**PROBLEM DESCRIPTION:** How many lines of the data below contain the string "mountain"? Case matters. Reply with the number alone.

**RECORDS TO USE:**
****************************************

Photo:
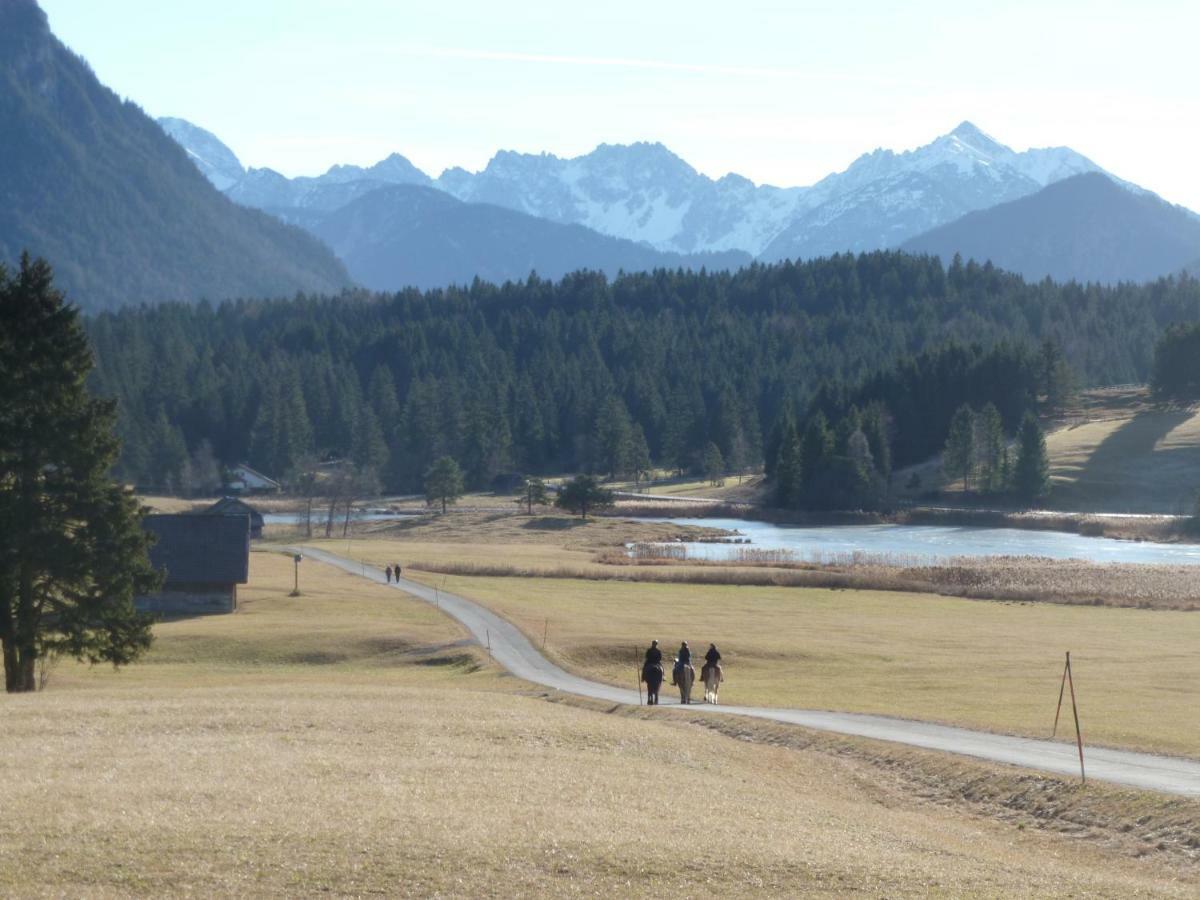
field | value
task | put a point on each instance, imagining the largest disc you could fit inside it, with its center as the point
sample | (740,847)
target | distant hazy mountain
(885,198)
(1086,228)
(405,235)
(94,185)
(641,192)
(220,165)
(646,193)
(268,190)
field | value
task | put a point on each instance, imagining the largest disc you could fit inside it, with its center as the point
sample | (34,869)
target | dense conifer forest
(688,371)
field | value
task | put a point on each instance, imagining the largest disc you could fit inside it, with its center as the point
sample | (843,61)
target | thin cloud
(631,63)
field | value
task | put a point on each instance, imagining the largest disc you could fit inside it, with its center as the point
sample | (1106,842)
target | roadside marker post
(1069,681)
(637,675)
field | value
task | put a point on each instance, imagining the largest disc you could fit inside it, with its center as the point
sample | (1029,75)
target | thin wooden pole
(1079,735)
(637,673)
(1062,688)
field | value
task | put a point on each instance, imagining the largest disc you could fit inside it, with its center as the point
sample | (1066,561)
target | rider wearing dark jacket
(654,655)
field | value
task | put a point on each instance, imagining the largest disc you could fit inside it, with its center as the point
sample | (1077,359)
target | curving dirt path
(515,653)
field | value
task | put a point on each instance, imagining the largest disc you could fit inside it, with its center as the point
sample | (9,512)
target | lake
(928,544)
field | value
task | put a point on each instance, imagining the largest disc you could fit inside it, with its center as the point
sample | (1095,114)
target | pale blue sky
(783,93)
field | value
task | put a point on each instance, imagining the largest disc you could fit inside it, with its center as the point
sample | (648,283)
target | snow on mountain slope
(640,191)
(646,193)
(214,159)
(885,198)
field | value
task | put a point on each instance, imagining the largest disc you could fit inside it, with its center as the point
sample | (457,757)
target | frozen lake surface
(928,544)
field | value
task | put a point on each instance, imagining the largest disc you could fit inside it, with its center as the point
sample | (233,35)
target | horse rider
(682,659)
(712,658)
(653,655)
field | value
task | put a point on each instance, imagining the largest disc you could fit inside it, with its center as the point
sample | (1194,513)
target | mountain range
(646,193)
(412,235)
(643,193)
(1086,228)
(94,185)
(131,211)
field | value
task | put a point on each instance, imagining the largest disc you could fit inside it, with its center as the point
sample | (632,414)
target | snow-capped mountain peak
(645,192)
(214,159)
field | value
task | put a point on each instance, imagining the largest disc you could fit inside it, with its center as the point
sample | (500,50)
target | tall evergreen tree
(443,483)
(1031,474)
(789,468)
(582,495)
(72,551)
(959,455)
(990,448)
(816,449)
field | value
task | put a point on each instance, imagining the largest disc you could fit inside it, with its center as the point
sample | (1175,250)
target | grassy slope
(1114,453)
(300,747)
(1120,454)
(987,665)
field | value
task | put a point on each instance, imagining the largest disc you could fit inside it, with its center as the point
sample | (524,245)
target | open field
(1121,454)
(505,543)
(1113,451)
(345,743)
(985,665)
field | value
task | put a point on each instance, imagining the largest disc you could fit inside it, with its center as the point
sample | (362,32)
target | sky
(780,93)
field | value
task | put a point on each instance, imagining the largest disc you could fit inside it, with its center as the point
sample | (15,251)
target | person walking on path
(712,658)
(683,659)
(654,655)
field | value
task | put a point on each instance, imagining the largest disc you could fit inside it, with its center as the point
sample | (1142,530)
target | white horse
(684,678)
(713,678)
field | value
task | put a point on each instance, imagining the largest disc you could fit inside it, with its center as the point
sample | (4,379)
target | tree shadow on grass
(552,523)
(1132,447)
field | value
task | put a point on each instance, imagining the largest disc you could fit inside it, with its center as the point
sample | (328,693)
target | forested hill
(95,186)
(559,376)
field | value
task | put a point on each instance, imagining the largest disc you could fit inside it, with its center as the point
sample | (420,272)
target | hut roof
(234,507)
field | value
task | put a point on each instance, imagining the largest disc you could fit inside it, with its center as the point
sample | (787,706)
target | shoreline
(1119,526)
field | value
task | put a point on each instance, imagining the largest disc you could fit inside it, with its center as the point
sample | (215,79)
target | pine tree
(875,427)
(613,438)
(712,462)
(1031,474)
(958,456)
(72,551)
(583,493)
(990,448)
(443,483)
(789,468)
(816,449)
(639,455)
(533,493)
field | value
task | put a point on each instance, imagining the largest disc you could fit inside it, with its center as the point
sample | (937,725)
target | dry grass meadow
(987,665)
(348,743)
(1120,454)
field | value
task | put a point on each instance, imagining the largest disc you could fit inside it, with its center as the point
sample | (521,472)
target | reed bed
(1009,579)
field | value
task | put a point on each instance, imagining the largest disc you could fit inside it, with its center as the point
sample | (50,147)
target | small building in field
(234,507)
(244,479)
(204,558)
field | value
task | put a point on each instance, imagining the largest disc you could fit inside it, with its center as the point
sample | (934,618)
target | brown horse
(653,676)
(685,677)
(713,678)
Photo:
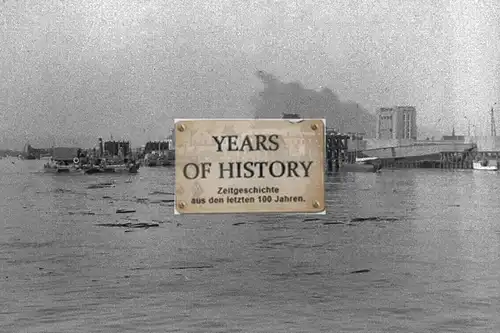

****************************************

**EXERCISE RESULT:** 4